━━━ Source data
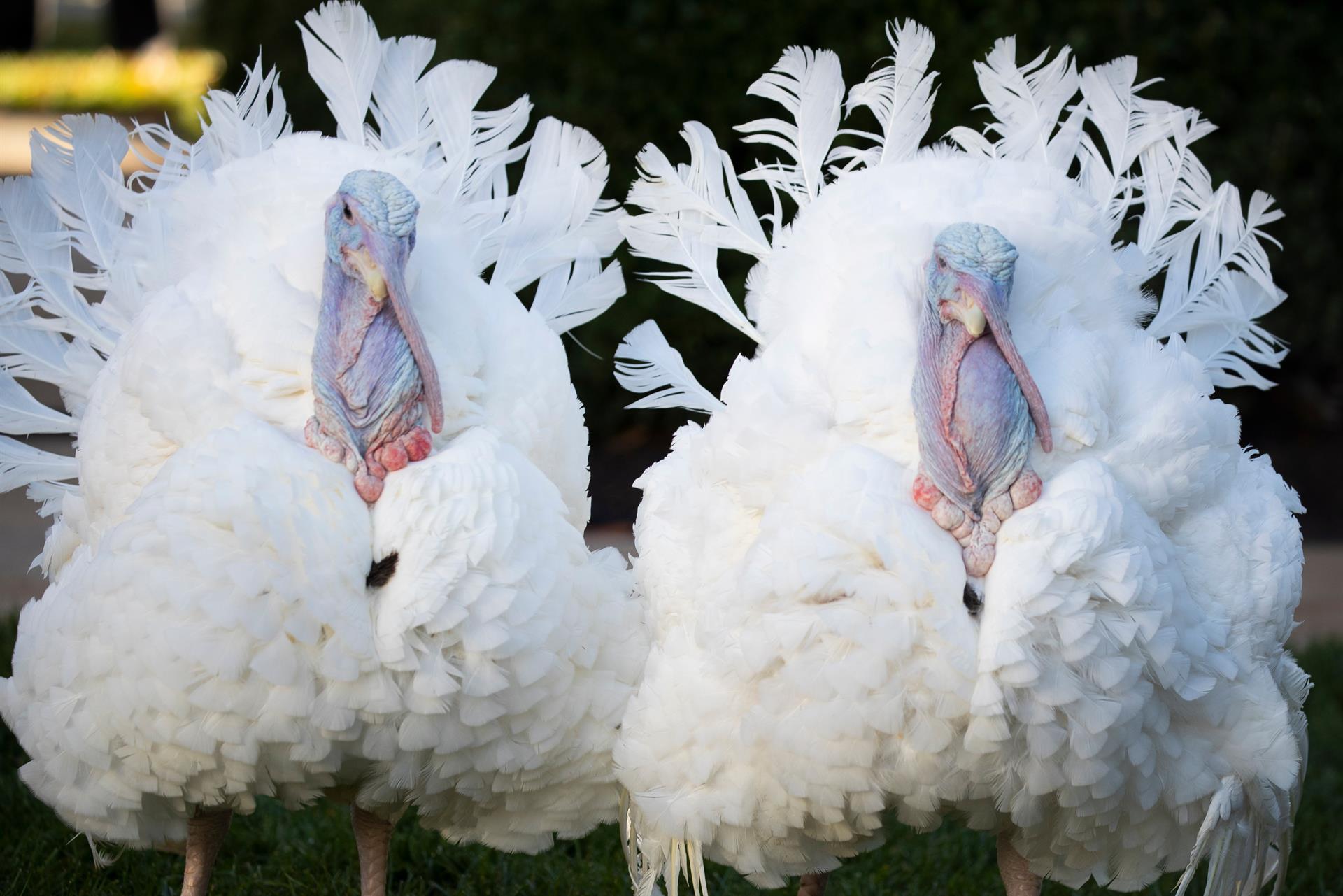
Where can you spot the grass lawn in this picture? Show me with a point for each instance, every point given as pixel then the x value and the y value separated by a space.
pixel 274 852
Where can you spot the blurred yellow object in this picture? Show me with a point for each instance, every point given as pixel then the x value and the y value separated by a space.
pixel 150 81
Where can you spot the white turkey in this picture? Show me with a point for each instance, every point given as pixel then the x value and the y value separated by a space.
pixel 969 532
pixel 233 613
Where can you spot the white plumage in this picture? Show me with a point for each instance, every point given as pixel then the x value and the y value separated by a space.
pixel 1125 703
pixel 207 636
━━━━━━
• Required work:
Give every entry above again, exactly, and keep all pictures out of it.

• Response for this exercise:
Where can you spot the grass lawn in this picture? Show me with a point for each instance, every point given as pixel then the x value and the y value separated by a space.
pixel 274 852
Where can you spot the blurred yellow object in this picture? Show me with a point for each instance, every point given as pixel then the x value and the y value separated by a space.
pixel 150 81
Where can you spot the white turkey in this picture? Show me with a point for each instance, every point given as pixel then the x value and the y value separated by a space.
pixel 969 532
pixel 233 613
Where can you spot the white plumage in this picture? Show me with a point for each instance, every point given as pixel then the x value and the y value separated by a space.
pixel 1125 703
pixel 207 636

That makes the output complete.